### [Extrait]
______
Khaled Nezzar insiste sur tous les sacrifices qu’ont connus les déserteurs de l’armée française. Plusieurs sont tombés au champ d’honneur. A l’école des cadres de Kef, ils devaient convaincre les moudjahidine qui avaient connu l’épreuve du feu qu’ils avaient encore à apprendre. « Nous leur donnions tout ce que nous avions appris dans les écoles françaises. » Pourtant, au lendemain de leur arrivée, le commandant Idir, un autre ancien de l’armée française, fit à Nezzar et à ses trois compagnons de désertion cette réflexion que le général n’a pas oubliée : « Vous êtes arrivés en retard. »
Nezzar au secours du général Lamari
Le général Nezzar a profité de la rédaction de ses Mémoires pour venir à la rescousse de ses successeurs à la tête de l’ANP au sujet de l’accusation de non-assistance à populations en danger qui s’est insinué contre eux dans l’opinion nationale et internationale suite aux massacres de l’année 1997. Khaled Nezzar a pris prétexte d’une citation de Michel Rocard, l’ancien Premier ministre socialiste français, qu’il apprécie manifestement autant que ses pairs de l’Internationale socialiste, pour expliquer pourquoi les massacres ont été possibles sans que les unités de l’ANP stationnées, pourtant près des sites de la mort, aient pu intervenir. Il commence bien sûr par s’en prendre à tous ceux qui ont fait le reproche à l’Etat algérien de ne pas protéger sa population. Ce qui l’exaspère, c’est que l’on insinue que l’Etat algérien « a fait sciemment preuve de carence dans son devoir de protection vis-à-vis de sa population « . Il s’évertue alors de montrer que si carence il a pu y avoir, il est difficile de soutenir le contraire, elle n’est sûrement pas volontaire, et plaide ainsi les circonstances atténuantes : « Il est vrai que les tueries successives et rapprochées dans le temps survenues à Bentalha, Raïs, Béni Messous et dans la région de Relizane, à l’ouest du pays, ont sérieusement entamé chez l’opinion la crédibilité des forces de sécurité dans leur mission de protection de la population ; les délais prolongés des exactions, la présence de forces de sécurité quadrillant les secteurs et l’évanouissement dans la nature des terroristes une fois leurs forfaits accomplis ont contribué à alimenter le doute sur la capacité des forces de sécurité à remplir leur mission convenablement. »
C’est le moins que l’on puisse concéder aux faits. Le lecteur s’attend alors à apprendre les raisons pour lesquelles les unités de l’armée ne sont pas intervenues. Les explications de « ce qui, à première vue, semble inexplicable » vont dans une autre direction. Nezzar en cite cinq : la présence au sein de la population de complices actifs, la présence de groupes terroristes implantés dans un tissu urbain à l’intérieur d’infrastructures aménagés (?), l’urbanisation sauvage et très dense rendant encore plus difficile et lente (! !) l’intervention des secours, la fetwa rendant licite les assassinats des civils, l’obscurité provoquée à dessein dans laquelle étaient plongés les lieux pendant les attaques. Les terroristes devant sans doute savoir que l’ANP n’intervient qu’à la grande clarté du jour ou sous les projecteurs. « Dans ces conditions, quand bien même une unité se trouverait à proximité, l’intervention devient très contraignante. »
______
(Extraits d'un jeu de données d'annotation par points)
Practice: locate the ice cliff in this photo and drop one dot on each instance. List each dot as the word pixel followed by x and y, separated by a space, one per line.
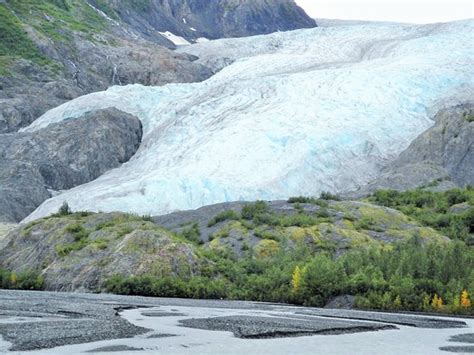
pixel 292 113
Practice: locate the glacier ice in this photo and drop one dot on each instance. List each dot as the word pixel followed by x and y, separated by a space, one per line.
pixel 291 113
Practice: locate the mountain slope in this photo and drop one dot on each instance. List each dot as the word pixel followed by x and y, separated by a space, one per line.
pixel 197 19
pixel 296 113
pixel 52 51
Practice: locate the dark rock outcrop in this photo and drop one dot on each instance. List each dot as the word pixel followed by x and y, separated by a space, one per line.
pixel 82 251
pixel 69 51
pixel 194 19
pixel 443 155
pixel 62 156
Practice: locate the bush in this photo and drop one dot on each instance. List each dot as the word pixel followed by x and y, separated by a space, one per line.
pixel 25 280
pixel 329 196
pixel 252 210
pixel 224 216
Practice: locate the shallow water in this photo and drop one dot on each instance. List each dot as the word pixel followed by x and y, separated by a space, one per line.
pixel 405 340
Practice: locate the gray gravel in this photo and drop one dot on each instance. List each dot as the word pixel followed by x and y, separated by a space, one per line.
pixel 249 327
pixel 400 319
pixel 463 338
pixel 39 320
pixel 458 349
pixel 113 348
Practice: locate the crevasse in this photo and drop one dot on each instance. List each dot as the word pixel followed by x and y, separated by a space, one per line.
pixel 296 113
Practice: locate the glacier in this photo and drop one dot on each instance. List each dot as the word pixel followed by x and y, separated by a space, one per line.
pixel 290 113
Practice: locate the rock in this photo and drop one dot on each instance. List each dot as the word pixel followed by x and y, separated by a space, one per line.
pixel 443 155
pixel 82 251
pixel 117 43
pixel 62 156
pixel 216 19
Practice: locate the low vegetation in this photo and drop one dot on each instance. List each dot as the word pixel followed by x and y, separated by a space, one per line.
pixel 26 280
pixel 286 258
pixel 451 212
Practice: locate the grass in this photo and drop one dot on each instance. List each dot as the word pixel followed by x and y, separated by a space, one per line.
pixel 434 209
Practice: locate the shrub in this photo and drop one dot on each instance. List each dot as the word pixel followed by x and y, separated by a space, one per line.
pixel 329 196
pixel 223 216
pixel 251 210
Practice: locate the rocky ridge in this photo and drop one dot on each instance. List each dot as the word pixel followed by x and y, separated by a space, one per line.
pixel 35 165
pixel 83 250
pixel 442 155
pixel 55 51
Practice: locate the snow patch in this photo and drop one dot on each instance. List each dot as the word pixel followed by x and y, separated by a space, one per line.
pixel 177 40
pixel 296 113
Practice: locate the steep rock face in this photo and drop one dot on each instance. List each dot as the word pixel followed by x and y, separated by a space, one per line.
pixel 194 19
pixel 80 252
pixel 444 153
pixel 52 52
pixel 275 124
pixel 61 157
pixel 51 55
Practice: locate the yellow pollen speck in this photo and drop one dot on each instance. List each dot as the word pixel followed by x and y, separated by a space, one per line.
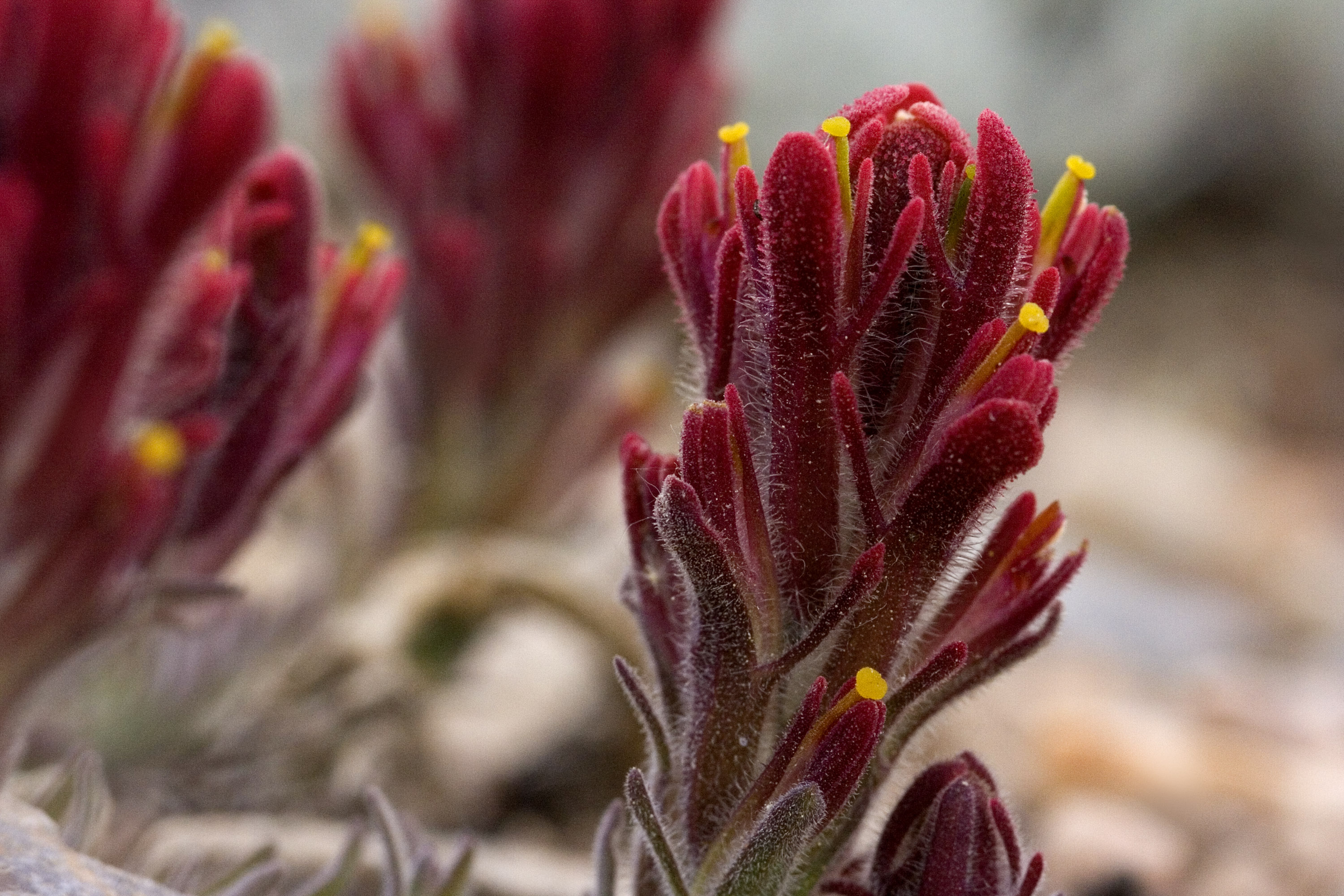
pixel 733 134
pixel 836 127
pixel 1033 318
pixel 217 39
pixel 160 449
pixel 870 684
pixel 214 260
pixel 1082 168
pixel 378 19
pixel 839 129
pixel 1060 210
pixel 371 240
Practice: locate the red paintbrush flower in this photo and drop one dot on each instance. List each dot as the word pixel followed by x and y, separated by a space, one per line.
pixel 525 147
pixel 174 339
pixel 877 323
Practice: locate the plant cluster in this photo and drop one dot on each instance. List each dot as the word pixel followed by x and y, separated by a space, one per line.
pixel 878 320
pixel 877 323
pixel 175 336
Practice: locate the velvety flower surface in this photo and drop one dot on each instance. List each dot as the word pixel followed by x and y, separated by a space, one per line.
pixel 878 322
pixel 525 146
pixel 174 336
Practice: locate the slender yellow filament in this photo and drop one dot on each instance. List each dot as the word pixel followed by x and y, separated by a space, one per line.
pixel 217 41
pixel 740 156
pixel 1031 319
pixel 839 131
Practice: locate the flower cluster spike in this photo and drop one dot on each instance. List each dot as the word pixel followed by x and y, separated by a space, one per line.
pixel 175 339
pixel 526 194
pixel 878 322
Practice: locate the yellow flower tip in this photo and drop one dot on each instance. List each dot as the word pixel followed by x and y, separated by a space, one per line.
pixel 870 684
pixel 1033 318
pixel 733 134
pixel 836 127
pixel 214 260
pixel 217 39
pixel 1082 168
pixel 371 240
pixel 160 449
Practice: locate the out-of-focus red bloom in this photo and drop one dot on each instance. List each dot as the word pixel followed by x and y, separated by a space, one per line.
pixel 878 323
pixel 172 339
pixel 525 147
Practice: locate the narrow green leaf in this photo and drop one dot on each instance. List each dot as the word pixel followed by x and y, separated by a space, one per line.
pixel 401 864
pixel 642 809
pixel 650 720
pixel 336 878
pixel 787 828
pixel 460 874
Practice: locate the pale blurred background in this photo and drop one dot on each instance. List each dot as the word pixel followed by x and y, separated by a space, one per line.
pixel 1186 731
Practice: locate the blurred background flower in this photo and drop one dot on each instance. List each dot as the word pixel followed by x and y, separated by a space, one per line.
pixel 1186 732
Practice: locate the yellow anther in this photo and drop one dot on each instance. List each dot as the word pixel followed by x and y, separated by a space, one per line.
pixel 160 449
pixel 733 134
pixel 1060 209
pixel 870 684
pixel 740 156
pixel 371 240
pixel 218 39
pixel 1030 319
pixel 839 129
pixel 836 127
pixel 214 260
pixel 1081 167
pixel 1033 318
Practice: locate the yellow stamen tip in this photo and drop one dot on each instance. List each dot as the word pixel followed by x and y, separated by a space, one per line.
pixel 836 127
pixel 217 39
pixel 1033 318
pixel 160 449
pixel 1082 168
pixel 371 240
pixel 378 18
pixel 214 260
pixel 870 684
pixel 733 134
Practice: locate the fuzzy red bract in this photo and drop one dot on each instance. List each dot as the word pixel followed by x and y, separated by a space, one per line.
pixel 875 371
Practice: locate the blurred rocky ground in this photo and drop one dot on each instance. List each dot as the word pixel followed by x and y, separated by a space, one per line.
pixel 1185 735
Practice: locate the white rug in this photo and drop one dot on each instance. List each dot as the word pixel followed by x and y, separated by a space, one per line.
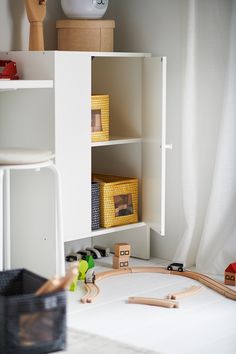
______
### [Consignes]
1 – D'après le texte sur les Mémoires du général Nezzar, quels éléments ont alimenté le doute sur la capacité des forces de sécurité à remplir leur mission ? Répondez en une à trois phrases.
2 – Poursuivez le texte sur les Mémoires du général Nezzar après sa dernière phrase.

### [Réponses]
1 – Selon le passage de Nezzar cité dans le texte, trois éléments ont nourri ce doute. Il s'agit des délais prolongés des exactions, de la présence de forces de sécurité quadrillant les secteurs et de la disparition des terroristes dans la nature une fois leurs forfaits accomplis.

2 –
Le général Nezzar est le premier à ne pas être satisfait de ses explications. Il s’insinue ici un embarrassant silence sur les actions à conduire pour des forces de sécurité en pareilles circonstances ; des aspects sur lesquels a été prolixe Khaled Nezzar tout au long de ses Mémoires lorsqu’il s’agit d’autres circonstances de guerre. Alors, il ajoute : « Une attitude pour le chef de l’ordre dans ce cas consiste à se manifester par la présence et par les feux afin de limiter les pertes sans risque pour les civils et tenter de neutraliser les terroristes en leur coupant le chemin de repli. » Les Algériens se disaient bien qu’il y avait un petit quelque-chose à faire pour sauver les suppliciés de Bentalha. Nezzar a-t-il finalement bien rendu service à son ami Mohamed Lamari ?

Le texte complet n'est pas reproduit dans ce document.